▸ What to do:
• a. Retype the Washington County landmarks article from "Hille remained postmaster" down to "of Augustus Hille.".
• b. Using the Washington County landmarks article, decide whether each statement is true. Answer yes or no, and quote the words of the article that settle it. (i) The Mason House was built in 1802. (ii) Augustus Hille was named postmaster in 1874. (iii) Ernest Waernicke was a French tobacco producer.
• c. Proceed with the Washington County landmarks article, writing on from the end of its last sentence.

▸ Selected text:
○ ○ ○ ○ ○ ○ ○

3 Landmarks nominated for National Register

Regional News, name of newspaper not shown; the date of July 12, 1979 is written in ink.

Three Washington County landmarks are being nominated to the National Register of Historic Places, according to David L. Taylor, Regional Historic Preservation Officer at the Ohio Historical Society’s Regional Preservation Office at Ohio University-Zanesville.

They are the Waernicke-Hille House and Store, located in rural Independence Township, and the Mason House, located at Coal Run, near Beverly. 

The Waernicke-Hille House (1865) at Archer’s Fork was the first brick house erected in Independence Township and was built by Ernest Waernicke (1831-1872) a German tobacco producer and processor.  He was in partnership with Augustus Hille (1844-1918) another German who purchased the home and farm after Waernicke’s death.  In 1874, a post office was established for the Archer’s Fork community and Hille was named postmaster.  Shortly thereafter he erected a wood frame store nearby and housed the post office and community store therein. 

Hille remained postmaster until his death in 1918.  From that time until the post office as closed in 1949, his daughter Ida Elizabeth “Bessie” Hille (1897-1962) was postmistress.  Thus the father-daughter combination served the community for 75 years—the entire life of the post office—an occurrence probably unique in Ohio.  The present owners are Dr. and Mrs. Richard Hille of Marietta.  Dr. Hille is the grandson of Augustus Hille. 

The other nominated property, the Mason House, was built in 1802 along the Muskingum River just north of the Coal Run community.  Its significance lies in the fact that it is an intact, little-altered version of the “saltbox house” a New England folk house type.  It remains essentially unaltered and in its original state.  It has been owned by the Mason family since the mid-19th century.  Currently it is owned by Horatio Mason.

○ ○ ○ ○ ○ ○ ○

▸ Data shown:
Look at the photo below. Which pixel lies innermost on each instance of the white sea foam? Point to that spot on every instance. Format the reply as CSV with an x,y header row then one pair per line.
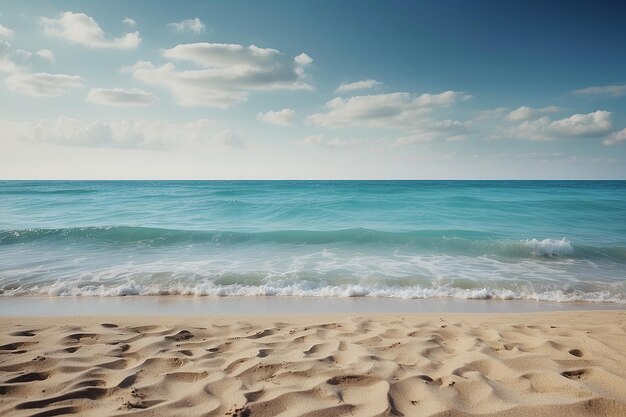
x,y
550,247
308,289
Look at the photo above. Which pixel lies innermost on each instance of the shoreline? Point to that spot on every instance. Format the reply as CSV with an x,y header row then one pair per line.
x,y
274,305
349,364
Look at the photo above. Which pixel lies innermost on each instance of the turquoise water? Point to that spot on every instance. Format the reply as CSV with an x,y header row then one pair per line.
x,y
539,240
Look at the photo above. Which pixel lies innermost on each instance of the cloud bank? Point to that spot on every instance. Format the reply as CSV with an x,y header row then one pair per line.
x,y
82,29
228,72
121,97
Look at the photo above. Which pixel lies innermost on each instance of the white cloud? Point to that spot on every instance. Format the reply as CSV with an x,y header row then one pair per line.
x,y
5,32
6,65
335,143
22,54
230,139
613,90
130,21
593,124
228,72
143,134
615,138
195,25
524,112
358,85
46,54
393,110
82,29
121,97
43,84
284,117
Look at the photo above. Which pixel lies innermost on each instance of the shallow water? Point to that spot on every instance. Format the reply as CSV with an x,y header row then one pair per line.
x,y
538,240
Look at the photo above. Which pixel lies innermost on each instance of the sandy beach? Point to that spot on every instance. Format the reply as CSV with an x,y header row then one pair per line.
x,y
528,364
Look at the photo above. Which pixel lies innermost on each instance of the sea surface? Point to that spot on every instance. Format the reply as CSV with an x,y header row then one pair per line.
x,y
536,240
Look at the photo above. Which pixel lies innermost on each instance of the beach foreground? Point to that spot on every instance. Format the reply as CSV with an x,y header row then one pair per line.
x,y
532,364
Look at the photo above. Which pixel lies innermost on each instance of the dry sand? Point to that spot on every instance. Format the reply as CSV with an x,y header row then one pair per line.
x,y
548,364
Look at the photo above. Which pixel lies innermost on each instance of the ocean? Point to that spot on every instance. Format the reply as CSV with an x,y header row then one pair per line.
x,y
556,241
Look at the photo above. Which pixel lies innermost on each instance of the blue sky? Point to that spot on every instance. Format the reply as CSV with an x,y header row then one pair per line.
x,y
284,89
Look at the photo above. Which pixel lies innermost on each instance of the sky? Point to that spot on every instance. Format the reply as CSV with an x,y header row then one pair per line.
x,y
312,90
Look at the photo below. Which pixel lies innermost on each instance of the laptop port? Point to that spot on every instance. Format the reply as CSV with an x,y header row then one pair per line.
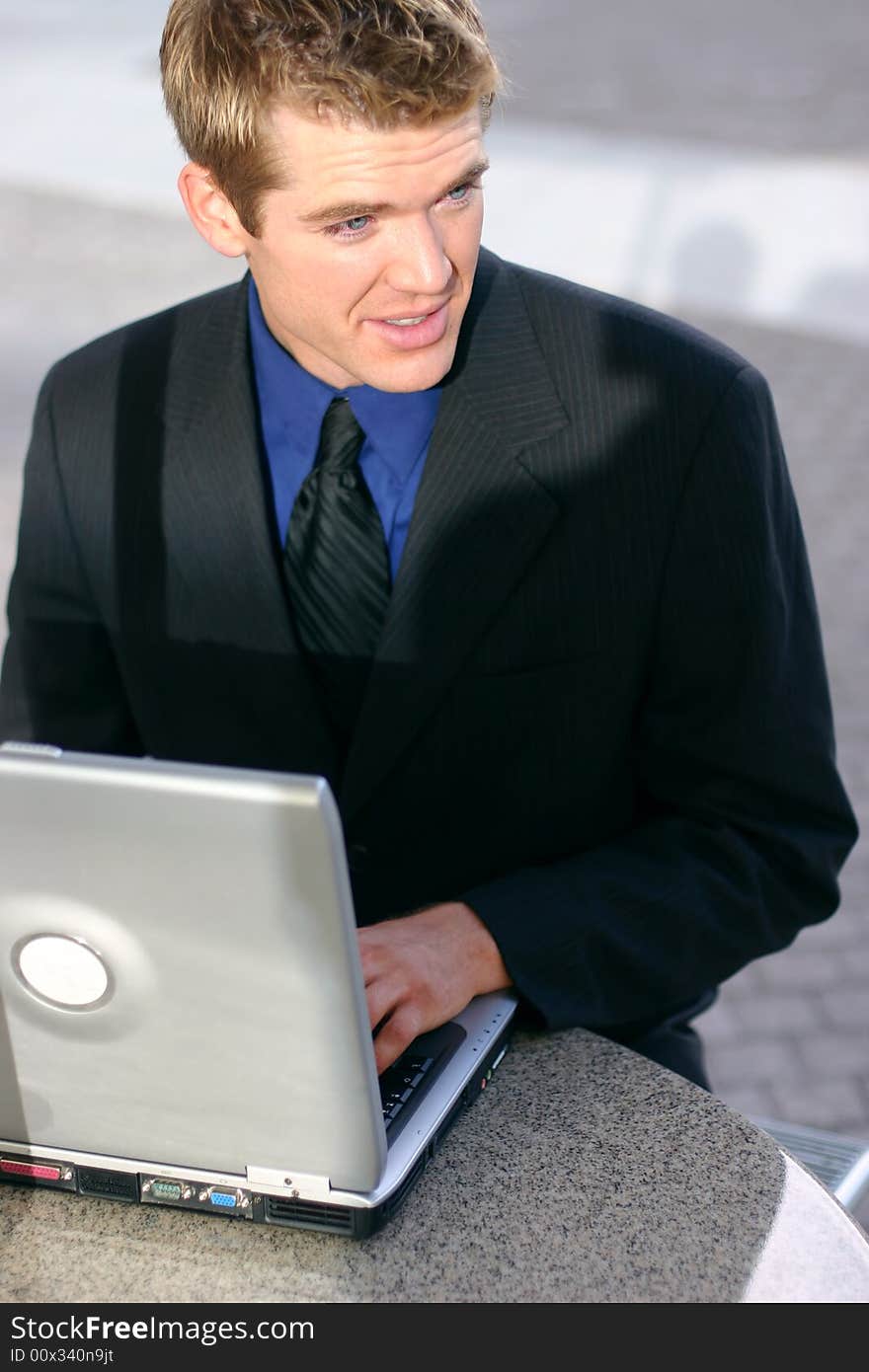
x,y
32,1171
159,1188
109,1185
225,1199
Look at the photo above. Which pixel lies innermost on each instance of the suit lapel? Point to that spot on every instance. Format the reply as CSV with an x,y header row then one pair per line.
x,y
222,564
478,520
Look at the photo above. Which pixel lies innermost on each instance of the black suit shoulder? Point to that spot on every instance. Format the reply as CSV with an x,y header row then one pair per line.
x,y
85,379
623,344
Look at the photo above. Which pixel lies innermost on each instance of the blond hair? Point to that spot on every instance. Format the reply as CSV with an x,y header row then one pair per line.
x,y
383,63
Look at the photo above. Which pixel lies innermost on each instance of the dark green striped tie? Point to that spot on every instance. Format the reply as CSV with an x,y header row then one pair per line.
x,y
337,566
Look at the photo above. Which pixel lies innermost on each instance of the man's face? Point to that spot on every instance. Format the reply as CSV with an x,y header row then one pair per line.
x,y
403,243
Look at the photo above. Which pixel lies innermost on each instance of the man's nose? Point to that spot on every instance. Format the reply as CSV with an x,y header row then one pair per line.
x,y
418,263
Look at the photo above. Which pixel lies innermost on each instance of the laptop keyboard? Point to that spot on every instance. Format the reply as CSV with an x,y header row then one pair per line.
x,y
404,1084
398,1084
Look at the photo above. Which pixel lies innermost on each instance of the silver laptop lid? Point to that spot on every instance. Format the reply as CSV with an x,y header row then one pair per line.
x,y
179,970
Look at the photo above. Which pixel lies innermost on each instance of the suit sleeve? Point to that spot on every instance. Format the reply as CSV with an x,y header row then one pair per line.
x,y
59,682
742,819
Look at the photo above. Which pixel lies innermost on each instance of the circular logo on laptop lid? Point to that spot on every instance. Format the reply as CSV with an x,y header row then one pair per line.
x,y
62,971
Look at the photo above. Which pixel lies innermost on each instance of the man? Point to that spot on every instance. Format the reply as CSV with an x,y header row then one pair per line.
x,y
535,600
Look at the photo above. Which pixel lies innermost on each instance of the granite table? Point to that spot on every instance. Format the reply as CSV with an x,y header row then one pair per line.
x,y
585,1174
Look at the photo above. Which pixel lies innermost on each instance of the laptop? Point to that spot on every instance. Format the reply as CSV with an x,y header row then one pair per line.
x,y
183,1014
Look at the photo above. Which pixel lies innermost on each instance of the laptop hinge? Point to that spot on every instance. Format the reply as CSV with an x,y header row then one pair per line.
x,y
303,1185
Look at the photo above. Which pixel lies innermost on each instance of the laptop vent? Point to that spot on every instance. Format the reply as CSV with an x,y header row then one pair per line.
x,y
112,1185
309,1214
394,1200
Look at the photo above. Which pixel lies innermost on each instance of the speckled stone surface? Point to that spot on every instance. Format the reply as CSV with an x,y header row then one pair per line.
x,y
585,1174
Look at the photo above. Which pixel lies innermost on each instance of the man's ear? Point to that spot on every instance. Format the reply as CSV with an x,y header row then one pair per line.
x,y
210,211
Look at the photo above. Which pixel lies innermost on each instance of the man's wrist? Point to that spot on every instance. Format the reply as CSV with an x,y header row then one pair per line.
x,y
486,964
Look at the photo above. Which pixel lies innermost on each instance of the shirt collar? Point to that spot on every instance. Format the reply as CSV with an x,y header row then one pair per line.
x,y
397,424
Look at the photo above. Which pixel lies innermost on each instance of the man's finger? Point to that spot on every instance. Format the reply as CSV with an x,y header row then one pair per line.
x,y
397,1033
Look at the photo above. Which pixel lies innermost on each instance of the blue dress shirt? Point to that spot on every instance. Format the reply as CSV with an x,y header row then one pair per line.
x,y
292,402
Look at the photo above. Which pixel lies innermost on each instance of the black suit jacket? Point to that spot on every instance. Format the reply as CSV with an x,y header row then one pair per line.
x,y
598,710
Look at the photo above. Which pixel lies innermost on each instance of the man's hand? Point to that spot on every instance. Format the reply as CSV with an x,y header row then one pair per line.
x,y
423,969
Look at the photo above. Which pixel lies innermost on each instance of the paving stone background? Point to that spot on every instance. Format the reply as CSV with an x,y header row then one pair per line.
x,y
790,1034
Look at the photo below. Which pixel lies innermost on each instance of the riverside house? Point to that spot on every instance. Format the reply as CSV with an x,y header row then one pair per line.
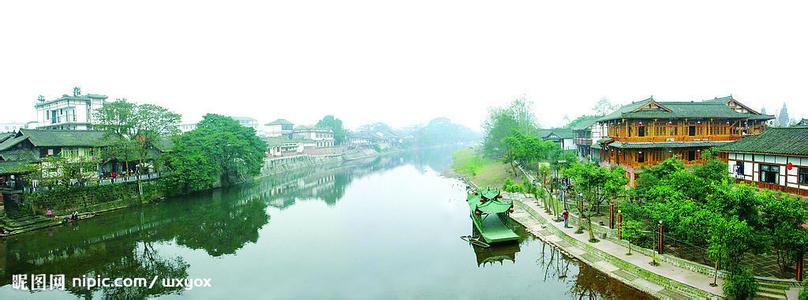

○ ○ ○ ○ ○ ○ ○

▸ Outputs by task:
• a.
Hille remained postmaster until his death in 1918.  From that time until the post office as closed in 1949, his daughter Ida Elizabeth “Bessie” Hille (1897-1962) was postmistress.  Thus the father-daughter combination served the community for 75 years—the entire life of the post office—an occurrence probably unique in Ohio.  The present owners are Dr. and Mrs. Richard Hille of Marietta.  Dr. Hille is the grandson of Augustus Hille.

• b.
(i) Yes: "the Mason House, was built in 1802 along the Muskingum River"
(ii) Yes: "In 1874, a post office was established for the Archer’s Fork community and Hille was named postmaster"
(iii) No: "a German tobacco producer and processor"

• c.
The National Register of Historic places is a list, maintained by the U. S. Department of the Interior of the Nation’s cultural resources which are historic for their architecture, history, or archaeology on a local, state or national level.  The nomination was prepared according to Ohio’s statewide plan to identify and document historic properties which qualify for National Register status under provisions of the National Historic Preservation Act of 1966.

Any property’s inclusion on the National Register of Historic Places in no way affects an individual owner’s property rights.  Rather, it serves to draw attention to the nation’s visible cultural heritage and also affords owners to take advantage of several provisions to encourage preservation.

The National Register provides for limited protection against demolition of a listed property by a federally sponsored or licensed project; it also entitles property owners to apply for a 50 per cent matching grant-in-aid from the Department of the Interior to aid in the preservation of their property.

Also, there are several important tax benefits for owners of income producing National Register properties.